Embodied Visualisation

Visualisation can help unravelling the complex urban fabrics that form our cities. Yet there is a critical need to bridge the gap between the flood of urban data and the capacity of decision makers to integrate that data into effective and informed decisions.

This Phd research area focuses on human-centred urban visual analytics and seeks to understand how visualisations can be used to better serve, understand or organise urban processes. The research may involve different stakeholders from governments and companies to local citizens for data driven decision making and could be interdisciplinary in nature. It could seek to develop suitable theoretical frameworks or visualisation techniques that focus on issues of scale for instance. Specific applications to be proposed by PhD applicant, or may be tailored to the Monash Net Zero Precinct initiative, but are expected to contain spatio-temporal data analysis and novel visualisation techniques. Topics might be related to urban mobility, disease mapping, or infrastructure such as transport or network analysis. See CityVis - exhibition and workshop information, to see some of the on going work in this area.

• [LISTED RECORDS]:

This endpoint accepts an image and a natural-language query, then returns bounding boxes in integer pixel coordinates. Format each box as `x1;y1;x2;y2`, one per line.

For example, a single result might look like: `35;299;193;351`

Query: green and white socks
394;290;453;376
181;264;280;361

• [TO DO]:
**1)** Summarize the text headed "Embodied Visualisation" in two sentences.
**2)** Write a continuation of the text headed "Embodied Visualisation," starting after its final sentence.
The lines play no part in this exercise.

• [EXPECTED RESULTS]:
**1)** The text says visualization can help untangle the complex urban fabric of cities, but there is a critical need to close the gap between the flood of urban data and decision makers' capacity to use that data in informed decisions. It describes a PhD research area in human-centered urban visual analytics that may involve stakeholders from governments and companies to local citizens, is expected to include spatio-temporal data analysis and novel visualization techniques, and could address topics such as urban mobility, disease mapping, or transport and network infrastructure.

**2)**
This project seeks to better understand urban data landscapes and contextualise this data more effectively in compelling and novel ways.  

Co-Supervisers will depend on the candidate and the project put forward. 

Project hashtags: #cityvis #geovis #datavis #DVIALab #phd

Required knowledge

Knowledge and interest in human-computer interaction, geospatial analysis, GIS, data analysis and information visualisation

Degree (Hons or Masters) in Computer Science or equivalent.